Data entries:
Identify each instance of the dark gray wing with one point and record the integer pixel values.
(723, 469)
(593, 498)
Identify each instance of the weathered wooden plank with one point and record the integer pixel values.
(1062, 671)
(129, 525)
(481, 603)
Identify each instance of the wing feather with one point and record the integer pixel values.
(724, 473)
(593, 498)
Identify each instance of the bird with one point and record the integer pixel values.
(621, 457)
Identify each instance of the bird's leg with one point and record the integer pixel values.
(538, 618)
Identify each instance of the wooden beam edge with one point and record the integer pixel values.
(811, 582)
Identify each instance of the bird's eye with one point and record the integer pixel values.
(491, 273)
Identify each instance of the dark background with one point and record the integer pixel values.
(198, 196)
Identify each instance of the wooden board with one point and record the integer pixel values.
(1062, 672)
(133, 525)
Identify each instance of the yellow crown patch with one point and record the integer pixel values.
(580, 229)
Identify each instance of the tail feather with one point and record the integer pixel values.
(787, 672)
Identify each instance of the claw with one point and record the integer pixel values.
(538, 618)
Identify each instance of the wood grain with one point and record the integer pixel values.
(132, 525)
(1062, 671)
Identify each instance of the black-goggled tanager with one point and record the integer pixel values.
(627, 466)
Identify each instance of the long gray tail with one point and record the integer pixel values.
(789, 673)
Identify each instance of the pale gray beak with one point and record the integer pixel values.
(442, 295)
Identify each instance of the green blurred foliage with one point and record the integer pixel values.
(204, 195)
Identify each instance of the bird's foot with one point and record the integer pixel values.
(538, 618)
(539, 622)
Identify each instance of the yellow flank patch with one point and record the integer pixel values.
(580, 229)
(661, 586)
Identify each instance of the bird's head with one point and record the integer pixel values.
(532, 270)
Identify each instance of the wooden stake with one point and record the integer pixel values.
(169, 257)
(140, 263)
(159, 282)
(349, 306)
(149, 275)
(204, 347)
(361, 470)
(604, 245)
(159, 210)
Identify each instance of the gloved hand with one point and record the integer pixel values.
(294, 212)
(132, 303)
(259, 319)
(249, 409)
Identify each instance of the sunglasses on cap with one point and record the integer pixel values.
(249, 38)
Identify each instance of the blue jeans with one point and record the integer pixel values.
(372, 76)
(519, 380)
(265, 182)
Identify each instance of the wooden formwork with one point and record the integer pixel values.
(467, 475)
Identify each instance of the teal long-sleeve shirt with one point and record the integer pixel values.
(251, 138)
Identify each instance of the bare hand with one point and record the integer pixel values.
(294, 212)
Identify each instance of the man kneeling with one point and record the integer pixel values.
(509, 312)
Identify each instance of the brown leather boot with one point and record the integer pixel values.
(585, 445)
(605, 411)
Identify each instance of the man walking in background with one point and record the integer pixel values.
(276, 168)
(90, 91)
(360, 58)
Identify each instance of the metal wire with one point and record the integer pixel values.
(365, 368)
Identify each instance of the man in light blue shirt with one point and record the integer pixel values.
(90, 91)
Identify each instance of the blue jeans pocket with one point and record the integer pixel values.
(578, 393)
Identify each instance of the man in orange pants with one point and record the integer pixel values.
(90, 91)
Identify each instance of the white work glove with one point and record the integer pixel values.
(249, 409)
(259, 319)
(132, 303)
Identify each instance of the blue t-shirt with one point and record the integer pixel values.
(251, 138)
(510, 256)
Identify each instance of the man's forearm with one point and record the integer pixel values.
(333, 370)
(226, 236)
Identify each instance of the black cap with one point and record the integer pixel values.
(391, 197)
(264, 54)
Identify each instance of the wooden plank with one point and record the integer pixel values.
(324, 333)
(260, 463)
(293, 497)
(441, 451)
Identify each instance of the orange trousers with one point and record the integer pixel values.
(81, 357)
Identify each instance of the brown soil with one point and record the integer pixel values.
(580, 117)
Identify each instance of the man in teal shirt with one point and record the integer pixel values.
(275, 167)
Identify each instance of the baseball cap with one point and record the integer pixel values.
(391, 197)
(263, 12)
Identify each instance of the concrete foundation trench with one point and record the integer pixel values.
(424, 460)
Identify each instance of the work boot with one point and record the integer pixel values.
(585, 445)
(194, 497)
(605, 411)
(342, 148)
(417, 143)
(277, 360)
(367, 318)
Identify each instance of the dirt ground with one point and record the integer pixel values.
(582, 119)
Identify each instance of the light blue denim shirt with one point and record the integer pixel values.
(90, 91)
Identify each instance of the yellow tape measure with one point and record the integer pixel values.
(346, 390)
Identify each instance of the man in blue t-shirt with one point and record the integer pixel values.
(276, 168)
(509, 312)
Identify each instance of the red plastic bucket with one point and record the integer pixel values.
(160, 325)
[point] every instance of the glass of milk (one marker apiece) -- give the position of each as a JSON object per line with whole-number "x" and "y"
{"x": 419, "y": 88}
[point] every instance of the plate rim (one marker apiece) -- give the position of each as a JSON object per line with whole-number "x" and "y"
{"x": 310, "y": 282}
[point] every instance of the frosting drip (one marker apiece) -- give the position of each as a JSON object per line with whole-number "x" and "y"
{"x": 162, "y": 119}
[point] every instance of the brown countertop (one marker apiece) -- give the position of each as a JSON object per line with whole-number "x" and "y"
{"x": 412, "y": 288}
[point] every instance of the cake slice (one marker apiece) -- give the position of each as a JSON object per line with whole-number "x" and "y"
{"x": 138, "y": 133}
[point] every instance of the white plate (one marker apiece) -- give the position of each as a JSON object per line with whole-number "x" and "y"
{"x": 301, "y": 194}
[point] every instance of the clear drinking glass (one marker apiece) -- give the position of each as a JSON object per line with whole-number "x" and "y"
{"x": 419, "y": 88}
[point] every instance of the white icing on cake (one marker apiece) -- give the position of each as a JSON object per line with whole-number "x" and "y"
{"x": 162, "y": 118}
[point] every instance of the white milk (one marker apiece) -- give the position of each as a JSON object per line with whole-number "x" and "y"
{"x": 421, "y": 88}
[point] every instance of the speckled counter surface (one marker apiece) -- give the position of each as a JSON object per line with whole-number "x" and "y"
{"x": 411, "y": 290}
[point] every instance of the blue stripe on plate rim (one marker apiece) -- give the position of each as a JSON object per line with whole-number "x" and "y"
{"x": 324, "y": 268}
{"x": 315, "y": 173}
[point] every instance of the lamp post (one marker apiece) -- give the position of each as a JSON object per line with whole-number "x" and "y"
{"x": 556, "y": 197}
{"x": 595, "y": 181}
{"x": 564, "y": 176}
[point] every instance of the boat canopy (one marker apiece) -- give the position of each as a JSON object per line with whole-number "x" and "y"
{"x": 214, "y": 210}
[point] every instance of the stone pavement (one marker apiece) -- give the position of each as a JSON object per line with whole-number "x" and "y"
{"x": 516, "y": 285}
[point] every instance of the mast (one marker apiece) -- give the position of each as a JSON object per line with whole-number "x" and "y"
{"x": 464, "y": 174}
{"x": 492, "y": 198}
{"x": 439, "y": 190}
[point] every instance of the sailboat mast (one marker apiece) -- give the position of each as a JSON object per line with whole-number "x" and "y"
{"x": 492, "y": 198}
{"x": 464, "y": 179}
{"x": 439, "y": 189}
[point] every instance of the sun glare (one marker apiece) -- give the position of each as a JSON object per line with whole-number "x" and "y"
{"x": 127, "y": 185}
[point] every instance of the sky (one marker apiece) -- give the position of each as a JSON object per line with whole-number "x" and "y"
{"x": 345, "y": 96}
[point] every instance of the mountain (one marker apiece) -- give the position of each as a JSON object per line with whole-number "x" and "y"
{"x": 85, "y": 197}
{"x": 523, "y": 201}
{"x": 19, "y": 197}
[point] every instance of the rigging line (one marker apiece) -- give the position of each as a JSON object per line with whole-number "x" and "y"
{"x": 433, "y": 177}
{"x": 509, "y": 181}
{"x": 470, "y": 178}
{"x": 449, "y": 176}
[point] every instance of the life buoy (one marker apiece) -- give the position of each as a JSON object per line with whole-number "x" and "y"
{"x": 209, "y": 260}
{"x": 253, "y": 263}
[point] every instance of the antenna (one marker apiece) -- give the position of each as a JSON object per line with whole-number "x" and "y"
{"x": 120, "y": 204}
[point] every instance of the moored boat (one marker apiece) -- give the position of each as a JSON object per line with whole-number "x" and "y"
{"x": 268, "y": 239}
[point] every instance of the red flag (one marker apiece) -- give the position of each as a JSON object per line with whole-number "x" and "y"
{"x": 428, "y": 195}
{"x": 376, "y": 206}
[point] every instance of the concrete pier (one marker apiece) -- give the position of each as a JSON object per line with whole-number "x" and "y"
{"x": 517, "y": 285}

What you should do: Nothing should be returned except the lines from the one containing "[point] every instance of the moored" through the last line of the data, each restated word for word.

Response to this exercise:
[point] every instance of the moored boat (one marker apiece) -- give the position of each as a JSON object per line with whole-number "x" and "y"
{"x": 268, "y": 239}
[point] every instance of the red flag (one marker apiece) -- give the position of each as a JSON object per line with whole-number "x" and "y"
{"x": 428, "y": 195}
{"x": 376, "y": 206}
[point] every instance of the concrete pier (one marker apiece) -- give the position of each as a JSON object per line with whole-number "x" and "y"
{"x": 517, "y": 285}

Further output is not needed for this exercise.